§ **Task requirements**
Exclude the pictures, then repeat the remaining data exactly.

§ **Provided records**
★ ★ ★
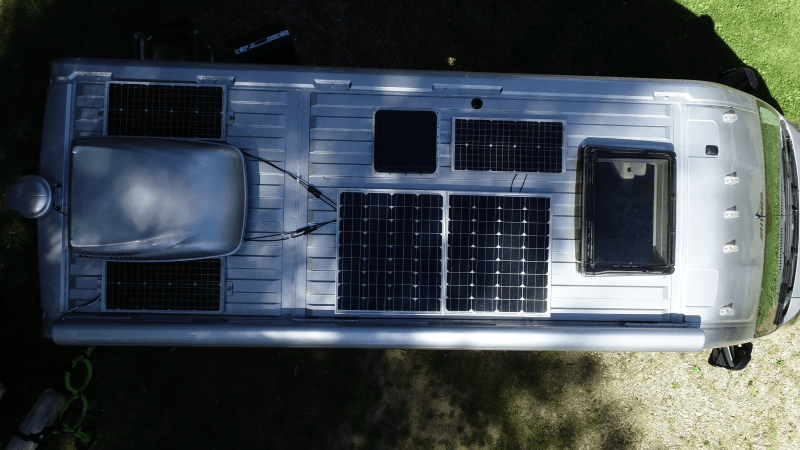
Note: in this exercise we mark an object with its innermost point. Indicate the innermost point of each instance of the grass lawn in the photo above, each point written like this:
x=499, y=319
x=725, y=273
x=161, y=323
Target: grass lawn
x=292, y=398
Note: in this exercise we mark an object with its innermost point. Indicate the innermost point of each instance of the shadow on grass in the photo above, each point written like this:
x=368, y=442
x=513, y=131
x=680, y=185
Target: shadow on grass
x=225, y=398
x=213, y=398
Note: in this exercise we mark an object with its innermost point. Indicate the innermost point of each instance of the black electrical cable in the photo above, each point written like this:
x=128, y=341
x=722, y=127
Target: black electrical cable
x=303, y=231
x=306, y=185
x=91, y=302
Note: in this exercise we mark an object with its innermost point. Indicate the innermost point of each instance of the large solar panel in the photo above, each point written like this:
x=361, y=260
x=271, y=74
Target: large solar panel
x=508, y=145
x=498, y=254
x=163, y=286
x=161, y=110
x=390, y=252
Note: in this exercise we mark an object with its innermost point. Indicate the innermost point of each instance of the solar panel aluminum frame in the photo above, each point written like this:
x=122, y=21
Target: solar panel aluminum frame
x=445, y=233
x=443, y=259
x=515, y=119
x=435, y=174
x=225, y=287
x=494, y=314
x=224, y=113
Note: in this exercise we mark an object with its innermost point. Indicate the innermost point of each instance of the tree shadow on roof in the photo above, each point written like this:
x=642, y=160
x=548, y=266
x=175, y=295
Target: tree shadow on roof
x=212, y=398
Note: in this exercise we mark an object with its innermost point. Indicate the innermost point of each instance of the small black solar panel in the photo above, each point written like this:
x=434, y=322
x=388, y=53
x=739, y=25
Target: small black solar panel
x=405, y=142
x=164, y=286
x=497, y=254
x=508, y=145
x=159, y=110
x=390, y=252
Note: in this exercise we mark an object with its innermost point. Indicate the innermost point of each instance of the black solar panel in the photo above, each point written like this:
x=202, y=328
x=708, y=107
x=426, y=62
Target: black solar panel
x=162, y=286
x=508, y=145
x=498, y=253
x=390, y=252
x=159, y=110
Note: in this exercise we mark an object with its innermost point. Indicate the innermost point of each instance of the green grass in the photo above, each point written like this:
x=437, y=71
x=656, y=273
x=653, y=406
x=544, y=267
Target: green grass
x=765, y=36
x=214, y=398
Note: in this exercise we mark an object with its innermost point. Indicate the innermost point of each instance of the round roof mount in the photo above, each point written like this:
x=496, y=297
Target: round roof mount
x=30, y=196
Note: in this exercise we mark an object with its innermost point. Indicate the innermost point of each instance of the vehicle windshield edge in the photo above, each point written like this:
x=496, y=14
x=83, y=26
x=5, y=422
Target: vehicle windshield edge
x=780, y=221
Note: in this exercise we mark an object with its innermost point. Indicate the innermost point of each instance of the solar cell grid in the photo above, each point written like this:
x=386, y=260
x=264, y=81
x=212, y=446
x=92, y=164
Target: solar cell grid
x=508, y=145
x=159, y=110
x=389, y=252
x=498, y=253
x=161, y=286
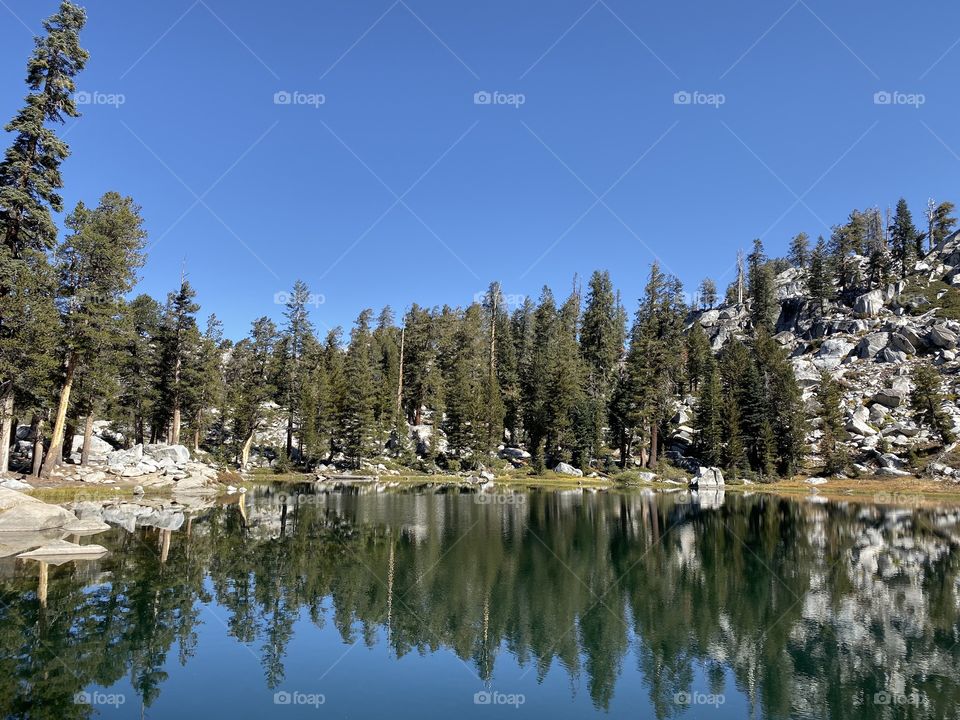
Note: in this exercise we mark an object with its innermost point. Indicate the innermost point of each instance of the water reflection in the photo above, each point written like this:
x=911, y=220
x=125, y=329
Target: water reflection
x=836, y=610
★ ★ ★
§ **Answer to this problem**
Note: in this exercise we mark an object with its innermost point. Indicate the innermost point of each instance of the grass lawn in the photo above, each point written like this:
x=499, y=319
x=725, y=273
x=161, y=323
Target: grass lawn
x=292, y=398
Note: in this exercise we mark an object with its innermost point. Indicate the innermost point of each instance of the shadow on grass in the photo above, each point written like this:
x=368, y=442
x=513, y=131
x=680, y=185
Target: shadow on grass
x=225, y=398
x=213, y=398
Note: in this exercise we mark an object with its innermost point. Indicate the innermost point of each instance of the black electrical cable in the photo above, each point written like this:
x=128, y=341
x=722, y=127
Target: black electrical cable
x=303, y=231
x=306, y=185
x=91, y=302
Note: in this exercise we mark an object with its innermost point. Indicate the innermost point of each instance of the large solar panel in the photo above, each point written like this:
x=361, y=260
x=271, y=74
Target: large solar panel
x=508, y=145
x=498, y=254
x=163, y=286
x=161, y=110
x=390, y=252
Note: in this exercise we mark an object with its innermost point. Indicate the innermost point of each instance of the solar panel aluminum frame in the photo above, each point written like this:
x=122, y=21
Target: solar panel aluminum frame
x=445, y=233
x=443, y=259
x=515, y=119
x=435, y=174
x=225, y=287
x=494, y=314
x=224, y=113
Note: in this exercise we mark an object with its innermost point. Indicate the innermost point of each instance of the tree shadow on roof in the photo above, each point written like this:
x=642, y=160
x=548, y=266
x=175, y=295
Target: tree shadow on roof
x=212, y=398
Note: in this exercise we mark an object with its innermost point. Indicate the innermost point of each instance of the small black solar panel in the photo above, each point written like this:
x=434, y=322
x=388, y=53
x=739, y=25
Target: small black solar panel
x=405, y=142
x=164, y=286
x=497, y=254
x=508, y=145
x=159, y=110
x=390, y=252
Note: in this exercise we mark an object with its innermost point. Indicate the innermost point of each instance of the black solar panel in the photo above, each point written like this:
x=202, y=328
x=708, y=107
x=426, y=62
Target: black solar panel
x=162, y=286
x=508, y=145
x=498, y=253
x=390, y=252
x=159, y=110
Note: in this exercise we mark an object with its innermost point. Indicate the innermost point of each instance of the green grass in the photo above, each point written like this:
x=437, y=71
x=656, y=273
x=653, y=406
x=544, y=267
Target: green grass
x=765, y=36
x=214, y=398
Note: in this exercise we mark an object with its innermost point. Indicate the innermost point of each instance of the round roof mount in the photo above, each point written like this:
x=496, y=297
Target: round roof mount
x=30, y=196
Note: in this exercise we mark an object with its innermost point. Indicate the innermost point of each instance of the vehicle windshield edge in the photo above, each point written like this:
x=496, y=14
x=83, y=26
x=5, y=422
Target: vehicle windshield edge
x=780, y=221
Note: in this exercise we mark an object with its innermost point. Indicate the innermost point of each instance of the solar cell grid in the photo above, each point written like this:
x=386, y=260
x=264, y=81
x=212, y=446
x=92, y=164
Target: solar cell grid
x=508, y=145
x=159, y=110
x=389, y=252
x=498, y=253
x=161, y=286
Note: in this exercise we mark an object with its innermost point. Indicate the innermost point of each instance of the water reflection in the photo above, each point written like this:
x=911, y=220
x=125, y=329
Target: water reflection
x=836, y=610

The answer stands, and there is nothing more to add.